The answer must consist of the entire listing, repeated exactly.

__Input data__.
_ _ _ _

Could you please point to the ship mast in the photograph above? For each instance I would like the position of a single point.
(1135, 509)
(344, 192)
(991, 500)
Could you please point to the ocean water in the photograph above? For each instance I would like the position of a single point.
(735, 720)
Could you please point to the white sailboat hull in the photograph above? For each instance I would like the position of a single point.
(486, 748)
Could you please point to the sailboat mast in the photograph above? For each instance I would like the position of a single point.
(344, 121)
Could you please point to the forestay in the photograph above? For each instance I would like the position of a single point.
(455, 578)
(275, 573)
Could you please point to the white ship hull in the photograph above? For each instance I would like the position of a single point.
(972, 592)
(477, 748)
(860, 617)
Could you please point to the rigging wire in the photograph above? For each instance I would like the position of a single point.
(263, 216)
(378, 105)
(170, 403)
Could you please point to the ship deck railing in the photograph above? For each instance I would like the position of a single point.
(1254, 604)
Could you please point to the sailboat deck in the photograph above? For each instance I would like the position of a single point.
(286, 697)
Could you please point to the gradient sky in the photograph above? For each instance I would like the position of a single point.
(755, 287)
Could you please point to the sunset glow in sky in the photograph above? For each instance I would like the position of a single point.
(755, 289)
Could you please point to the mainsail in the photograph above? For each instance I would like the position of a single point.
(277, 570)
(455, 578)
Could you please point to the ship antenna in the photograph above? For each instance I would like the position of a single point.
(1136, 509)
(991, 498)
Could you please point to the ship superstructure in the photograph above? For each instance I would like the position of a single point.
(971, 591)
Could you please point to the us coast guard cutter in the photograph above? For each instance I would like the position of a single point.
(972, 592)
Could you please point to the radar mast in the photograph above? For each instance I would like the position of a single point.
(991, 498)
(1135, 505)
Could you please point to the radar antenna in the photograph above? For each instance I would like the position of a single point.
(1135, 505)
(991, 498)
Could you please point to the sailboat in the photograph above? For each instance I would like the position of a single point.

_ _ _ _

__Task result__.
Could you please point to the ship mast in the photograph above? For each instance I would like the position of a single point.
(1135, 509)
(344, 192)
(991, 500)
Could you please point to the ocean water in the photograph above? For each instance I would like the position of a single point.
(735, 720)
Could you please point to the white sailboat hull in the photograph above? For each instance I would like the position of a single point.
(486, 748)
Could you please point to the sailboat mast in the photograph above? For each instance I would like the position of a single point.
(344, 121)
Could you please point to the forestay in the photograph above? For each instance I would like the position of a single point.
(455, 578)
(275, 573)
Could you please point to the white ship hull in the photograph above? For each instance I would like the position of a single point.
(972, 592)
(477, 748)
(860, 617)
Could you please point to the rigging wire in the photograph above? For each instance I would like the position of a single point.
(263, 216)
(378, 105)
(170, 403)
Could you please point to the ship deck railing in the photograph above? For each instance I would like the position of a single point.
(1254, 604)
Could you please point to the sailboat deck in the photograph above? For each instance I would like the position of a single point.
(286, 697)
Could you please point to the gradient sky in the photograph above? For each instance I would like the position of a single point.
(755, 287)
Could you please point to the sunset glow in sky in the photograph above? For each instance I would like the position of a single point.
(755, 289)
Could you please point to the mainsail in the photograph above? For each instance I would like the position of a single point.
(277, 570)
(455, 578)
Could you please point to the ship antenna in the photograph above? For each instance I would like the position of a single point.
(1136, 509)
(991, 498)
Could you please point to the ship superstructure in the photograph above? For each instance I would like the position of a single point.
(971, 591)
Could you please point to the us coast guard cutter in the photograph above? For each instance I would like the position of a single point.
(972, 592)
Could you please point to the radar mast in the photograph above? For each instance I would like the position of a single point.
(991, 498)
(1135, 505)
Could you please point to the radar antenna in the photograph above? For each instance I would like the position of a single point.
(1135, 505)
(991, 498)
Could you please point to the sailboat in the photograph above? For each instance I would like the position of a single point.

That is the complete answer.